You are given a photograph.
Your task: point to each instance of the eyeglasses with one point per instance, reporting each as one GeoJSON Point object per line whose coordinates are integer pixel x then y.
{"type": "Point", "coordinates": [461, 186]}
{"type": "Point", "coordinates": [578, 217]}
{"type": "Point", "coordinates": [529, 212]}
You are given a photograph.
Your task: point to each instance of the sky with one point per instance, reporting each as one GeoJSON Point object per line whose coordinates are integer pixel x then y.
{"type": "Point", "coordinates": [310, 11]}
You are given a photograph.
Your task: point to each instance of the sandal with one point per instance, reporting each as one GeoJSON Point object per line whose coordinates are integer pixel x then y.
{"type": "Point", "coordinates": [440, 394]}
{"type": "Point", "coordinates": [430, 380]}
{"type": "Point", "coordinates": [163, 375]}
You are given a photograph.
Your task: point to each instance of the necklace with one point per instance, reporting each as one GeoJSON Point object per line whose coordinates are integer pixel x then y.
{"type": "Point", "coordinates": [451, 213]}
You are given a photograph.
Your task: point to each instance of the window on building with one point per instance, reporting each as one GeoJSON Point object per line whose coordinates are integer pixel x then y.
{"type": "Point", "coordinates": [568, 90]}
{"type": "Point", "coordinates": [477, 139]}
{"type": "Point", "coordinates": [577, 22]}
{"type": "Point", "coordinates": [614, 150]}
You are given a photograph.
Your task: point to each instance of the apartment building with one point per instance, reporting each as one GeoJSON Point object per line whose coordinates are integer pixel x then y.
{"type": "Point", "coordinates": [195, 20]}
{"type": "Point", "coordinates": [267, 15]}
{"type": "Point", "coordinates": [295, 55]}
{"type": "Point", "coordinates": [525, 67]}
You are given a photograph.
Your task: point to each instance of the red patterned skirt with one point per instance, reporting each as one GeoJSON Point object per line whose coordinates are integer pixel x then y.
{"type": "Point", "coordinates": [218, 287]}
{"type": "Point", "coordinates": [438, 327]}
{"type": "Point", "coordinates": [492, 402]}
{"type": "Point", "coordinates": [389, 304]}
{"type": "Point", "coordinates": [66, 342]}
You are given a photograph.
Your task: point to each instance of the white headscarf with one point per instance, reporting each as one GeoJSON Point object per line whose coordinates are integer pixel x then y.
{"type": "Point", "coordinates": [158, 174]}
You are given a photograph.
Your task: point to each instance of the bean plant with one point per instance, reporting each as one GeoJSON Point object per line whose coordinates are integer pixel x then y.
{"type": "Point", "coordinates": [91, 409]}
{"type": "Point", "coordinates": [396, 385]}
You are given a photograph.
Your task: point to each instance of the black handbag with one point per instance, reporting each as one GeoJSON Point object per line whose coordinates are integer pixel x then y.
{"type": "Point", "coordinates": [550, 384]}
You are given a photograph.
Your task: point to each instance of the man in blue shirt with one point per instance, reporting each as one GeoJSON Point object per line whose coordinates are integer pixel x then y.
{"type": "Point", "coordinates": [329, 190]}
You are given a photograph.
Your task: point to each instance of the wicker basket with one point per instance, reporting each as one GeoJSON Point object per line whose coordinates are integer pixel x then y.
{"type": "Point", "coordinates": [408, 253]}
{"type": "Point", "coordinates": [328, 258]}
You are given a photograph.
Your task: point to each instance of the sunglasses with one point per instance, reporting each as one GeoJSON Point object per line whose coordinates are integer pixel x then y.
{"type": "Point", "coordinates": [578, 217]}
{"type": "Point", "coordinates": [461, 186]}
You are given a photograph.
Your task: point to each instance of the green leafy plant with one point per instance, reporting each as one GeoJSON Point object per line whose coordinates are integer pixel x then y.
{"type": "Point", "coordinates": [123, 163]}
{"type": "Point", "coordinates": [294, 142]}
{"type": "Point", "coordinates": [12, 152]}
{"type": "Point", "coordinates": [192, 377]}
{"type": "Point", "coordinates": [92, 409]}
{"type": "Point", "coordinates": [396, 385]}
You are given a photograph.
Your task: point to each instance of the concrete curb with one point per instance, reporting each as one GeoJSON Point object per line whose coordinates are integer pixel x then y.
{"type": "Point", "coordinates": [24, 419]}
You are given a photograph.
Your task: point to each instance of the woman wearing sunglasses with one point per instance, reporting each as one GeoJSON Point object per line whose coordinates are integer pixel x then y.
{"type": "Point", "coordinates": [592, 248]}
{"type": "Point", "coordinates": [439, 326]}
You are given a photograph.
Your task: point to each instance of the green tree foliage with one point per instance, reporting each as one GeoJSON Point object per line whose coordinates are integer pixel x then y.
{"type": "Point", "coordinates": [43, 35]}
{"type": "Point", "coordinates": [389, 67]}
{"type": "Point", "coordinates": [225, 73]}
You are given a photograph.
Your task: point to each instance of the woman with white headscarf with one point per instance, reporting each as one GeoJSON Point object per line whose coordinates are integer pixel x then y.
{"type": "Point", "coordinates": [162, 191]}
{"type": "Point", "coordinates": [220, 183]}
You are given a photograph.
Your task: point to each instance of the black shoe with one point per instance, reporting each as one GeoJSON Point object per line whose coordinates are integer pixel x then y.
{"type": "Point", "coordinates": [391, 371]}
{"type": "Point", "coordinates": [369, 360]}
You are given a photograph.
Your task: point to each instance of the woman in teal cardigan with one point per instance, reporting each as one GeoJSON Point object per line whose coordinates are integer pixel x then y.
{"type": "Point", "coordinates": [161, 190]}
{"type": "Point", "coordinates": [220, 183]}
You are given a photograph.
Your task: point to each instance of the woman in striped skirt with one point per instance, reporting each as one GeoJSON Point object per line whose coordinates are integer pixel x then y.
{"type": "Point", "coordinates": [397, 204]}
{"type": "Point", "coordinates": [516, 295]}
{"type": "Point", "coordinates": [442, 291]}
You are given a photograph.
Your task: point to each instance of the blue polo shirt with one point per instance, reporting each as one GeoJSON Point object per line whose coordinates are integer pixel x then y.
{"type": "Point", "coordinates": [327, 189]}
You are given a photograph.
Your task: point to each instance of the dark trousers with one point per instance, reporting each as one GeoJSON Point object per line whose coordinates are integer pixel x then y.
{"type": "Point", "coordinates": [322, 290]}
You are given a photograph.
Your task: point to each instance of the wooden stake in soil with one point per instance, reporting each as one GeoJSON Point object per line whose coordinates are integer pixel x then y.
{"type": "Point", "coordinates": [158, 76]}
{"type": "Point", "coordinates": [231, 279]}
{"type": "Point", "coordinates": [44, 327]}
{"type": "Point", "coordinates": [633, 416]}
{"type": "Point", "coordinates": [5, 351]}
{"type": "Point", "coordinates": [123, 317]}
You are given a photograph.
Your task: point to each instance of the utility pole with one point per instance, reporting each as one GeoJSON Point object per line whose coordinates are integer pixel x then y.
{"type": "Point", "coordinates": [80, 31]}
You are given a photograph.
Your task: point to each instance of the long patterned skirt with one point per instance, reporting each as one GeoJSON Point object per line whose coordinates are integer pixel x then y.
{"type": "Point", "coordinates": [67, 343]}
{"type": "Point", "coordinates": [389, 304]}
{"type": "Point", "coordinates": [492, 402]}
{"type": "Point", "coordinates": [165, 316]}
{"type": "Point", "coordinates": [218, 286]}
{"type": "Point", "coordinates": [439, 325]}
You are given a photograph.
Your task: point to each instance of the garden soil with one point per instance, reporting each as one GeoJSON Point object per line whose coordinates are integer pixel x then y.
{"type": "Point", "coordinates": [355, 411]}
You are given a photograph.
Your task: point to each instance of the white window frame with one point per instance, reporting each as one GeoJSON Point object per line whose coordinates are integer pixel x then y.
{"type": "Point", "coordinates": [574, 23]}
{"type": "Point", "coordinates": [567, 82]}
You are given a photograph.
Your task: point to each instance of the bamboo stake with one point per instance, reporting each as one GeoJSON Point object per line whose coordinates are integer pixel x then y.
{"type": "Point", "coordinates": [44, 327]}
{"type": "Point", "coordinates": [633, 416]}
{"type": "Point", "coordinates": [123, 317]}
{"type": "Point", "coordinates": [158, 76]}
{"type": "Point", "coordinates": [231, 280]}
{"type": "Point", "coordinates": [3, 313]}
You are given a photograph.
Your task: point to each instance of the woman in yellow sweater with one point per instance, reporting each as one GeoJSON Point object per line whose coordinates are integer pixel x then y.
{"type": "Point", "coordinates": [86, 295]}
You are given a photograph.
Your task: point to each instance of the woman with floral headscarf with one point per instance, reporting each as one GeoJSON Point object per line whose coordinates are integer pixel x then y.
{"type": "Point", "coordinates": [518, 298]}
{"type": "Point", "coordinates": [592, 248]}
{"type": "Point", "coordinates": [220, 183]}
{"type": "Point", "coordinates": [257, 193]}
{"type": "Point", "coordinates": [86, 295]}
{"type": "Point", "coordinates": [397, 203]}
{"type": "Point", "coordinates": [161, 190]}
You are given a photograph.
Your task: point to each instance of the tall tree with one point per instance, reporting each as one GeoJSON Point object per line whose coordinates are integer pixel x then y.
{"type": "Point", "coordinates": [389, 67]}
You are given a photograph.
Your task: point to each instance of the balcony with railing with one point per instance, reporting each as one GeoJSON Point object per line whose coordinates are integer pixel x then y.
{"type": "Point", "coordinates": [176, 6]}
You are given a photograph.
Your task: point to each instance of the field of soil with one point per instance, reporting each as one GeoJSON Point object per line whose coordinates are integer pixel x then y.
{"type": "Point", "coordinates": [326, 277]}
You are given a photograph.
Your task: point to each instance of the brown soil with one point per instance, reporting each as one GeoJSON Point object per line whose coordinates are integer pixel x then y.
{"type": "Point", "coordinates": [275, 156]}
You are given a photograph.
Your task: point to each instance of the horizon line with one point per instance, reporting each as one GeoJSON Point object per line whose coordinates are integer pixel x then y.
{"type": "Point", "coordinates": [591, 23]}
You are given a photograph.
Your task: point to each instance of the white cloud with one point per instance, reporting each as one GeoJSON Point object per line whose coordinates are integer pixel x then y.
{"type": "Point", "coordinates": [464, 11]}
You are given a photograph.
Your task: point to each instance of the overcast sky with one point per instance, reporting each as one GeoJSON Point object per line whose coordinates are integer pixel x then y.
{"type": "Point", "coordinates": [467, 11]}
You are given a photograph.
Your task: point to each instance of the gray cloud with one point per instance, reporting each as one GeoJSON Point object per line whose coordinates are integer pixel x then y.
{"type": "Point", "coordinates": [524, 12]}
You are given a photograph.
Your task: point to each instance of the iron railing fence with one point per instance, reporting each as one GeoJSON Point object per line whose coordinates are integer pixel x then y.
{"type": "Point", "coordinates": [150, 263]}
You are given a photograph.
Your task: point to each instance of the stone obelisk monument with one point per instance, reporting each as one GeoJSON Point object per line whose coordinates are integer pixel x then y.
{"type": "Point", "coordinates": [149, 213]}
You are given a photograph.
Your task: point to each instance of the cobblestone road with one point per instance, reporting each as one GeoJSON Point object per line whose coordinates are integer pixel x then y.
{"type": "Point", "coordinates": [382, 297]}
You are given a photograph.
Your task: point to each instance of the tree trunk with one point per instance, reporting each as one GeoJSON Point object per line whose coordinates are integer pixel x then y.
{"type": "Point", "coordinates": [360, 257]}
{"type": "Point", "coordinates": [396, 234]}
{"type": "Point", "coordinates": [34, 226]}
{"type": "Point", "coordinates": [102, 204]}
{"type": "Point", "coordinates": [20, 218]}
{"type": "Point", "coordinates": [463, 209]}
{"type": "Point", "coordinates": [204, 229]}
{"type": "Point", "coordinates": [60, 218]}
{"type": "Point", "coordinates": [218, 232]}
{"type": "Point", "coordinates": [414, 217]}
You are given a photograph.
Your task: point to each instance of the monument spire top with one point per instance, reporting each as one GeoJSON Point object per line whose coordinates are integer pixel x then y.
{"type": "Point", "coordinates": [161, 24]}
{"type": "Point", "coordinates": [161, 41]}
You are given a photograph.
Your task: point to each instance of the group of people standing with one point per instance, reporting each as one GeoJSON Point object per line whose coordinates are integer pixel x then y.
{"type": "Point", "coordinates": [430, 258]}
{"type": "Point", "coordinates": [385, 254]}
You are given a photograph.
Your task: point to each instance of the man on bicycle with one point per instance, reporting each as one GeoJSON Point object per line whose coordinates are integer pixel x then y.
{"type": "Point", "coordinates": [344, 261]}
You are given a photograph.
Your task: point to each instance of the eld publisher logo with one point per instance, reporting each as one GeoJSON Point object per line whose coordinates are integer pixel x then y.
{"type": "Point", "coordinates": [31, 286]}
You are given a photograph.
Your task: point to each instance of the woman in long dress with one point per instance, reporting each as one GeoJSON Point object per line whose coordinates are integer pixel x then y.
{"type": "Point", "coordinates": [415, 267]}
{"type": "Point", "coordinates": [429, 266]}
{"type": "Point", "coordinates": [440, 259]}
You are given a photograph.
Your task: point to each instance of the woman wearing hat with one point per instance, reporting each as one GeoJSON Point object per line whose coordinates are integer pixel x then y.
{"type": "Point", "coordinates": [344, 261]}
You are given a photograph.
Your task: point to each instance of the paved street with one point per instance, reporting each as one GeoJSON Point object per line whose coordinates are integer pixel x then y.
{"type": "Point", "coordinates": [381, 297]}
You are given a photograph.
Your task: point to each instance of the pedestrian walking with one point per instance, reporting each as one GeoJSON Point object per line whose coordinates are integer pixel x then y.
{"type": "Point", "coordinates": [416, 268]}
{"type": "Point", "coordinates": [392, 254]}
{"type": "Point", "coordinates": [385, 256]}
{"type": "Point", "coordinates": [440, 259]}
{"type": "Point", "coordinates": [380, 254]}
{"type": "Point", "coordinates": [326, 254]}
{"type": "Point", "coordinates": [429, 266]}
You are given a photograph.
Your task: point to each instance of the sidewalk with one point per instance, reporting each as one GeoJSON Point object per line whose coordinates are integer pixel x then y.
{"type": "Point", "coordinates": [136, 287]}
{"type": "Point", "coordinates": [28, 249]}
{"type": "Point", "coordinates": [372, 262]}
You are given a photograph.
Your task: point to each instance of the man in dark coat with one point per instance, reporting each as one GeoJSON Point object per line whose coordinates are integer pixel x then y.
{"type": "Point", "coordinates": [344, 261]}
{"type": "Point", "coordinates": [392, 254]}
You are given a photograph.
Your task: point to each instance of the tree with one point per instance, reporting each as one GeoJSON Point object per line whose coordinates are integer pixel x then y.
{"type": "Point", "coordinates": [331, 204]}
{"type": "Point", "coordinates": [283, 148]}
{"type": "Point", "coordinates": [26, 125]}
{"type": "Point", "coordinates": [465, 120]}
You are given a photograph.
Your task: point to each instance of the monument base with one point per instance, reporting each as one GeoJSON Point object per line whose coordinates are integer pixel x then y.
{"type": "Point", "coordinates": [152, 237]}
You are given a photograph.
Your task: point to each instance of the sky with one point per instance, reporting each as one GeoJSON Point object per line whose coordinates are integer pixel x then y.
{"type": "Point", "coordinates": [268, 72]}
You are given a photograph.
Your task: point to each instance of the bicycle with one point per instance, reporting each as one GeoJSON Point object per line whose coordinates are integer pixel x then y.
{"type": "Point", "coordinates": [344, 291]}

Given request: Can you show every line of the records above that contains the string "railing"? Case matters.

Complete output:
Your task: point to each instance of the balcony with railing with one point per instance, reporting each as one GeoJSON Point object per line whose coordinates are integer pixel x then y.
Your task: point to each instance of the iron railing fence with one point per instance, reporting each as one GeoJSON Point object per line whose coordinates are integer pixel x then y.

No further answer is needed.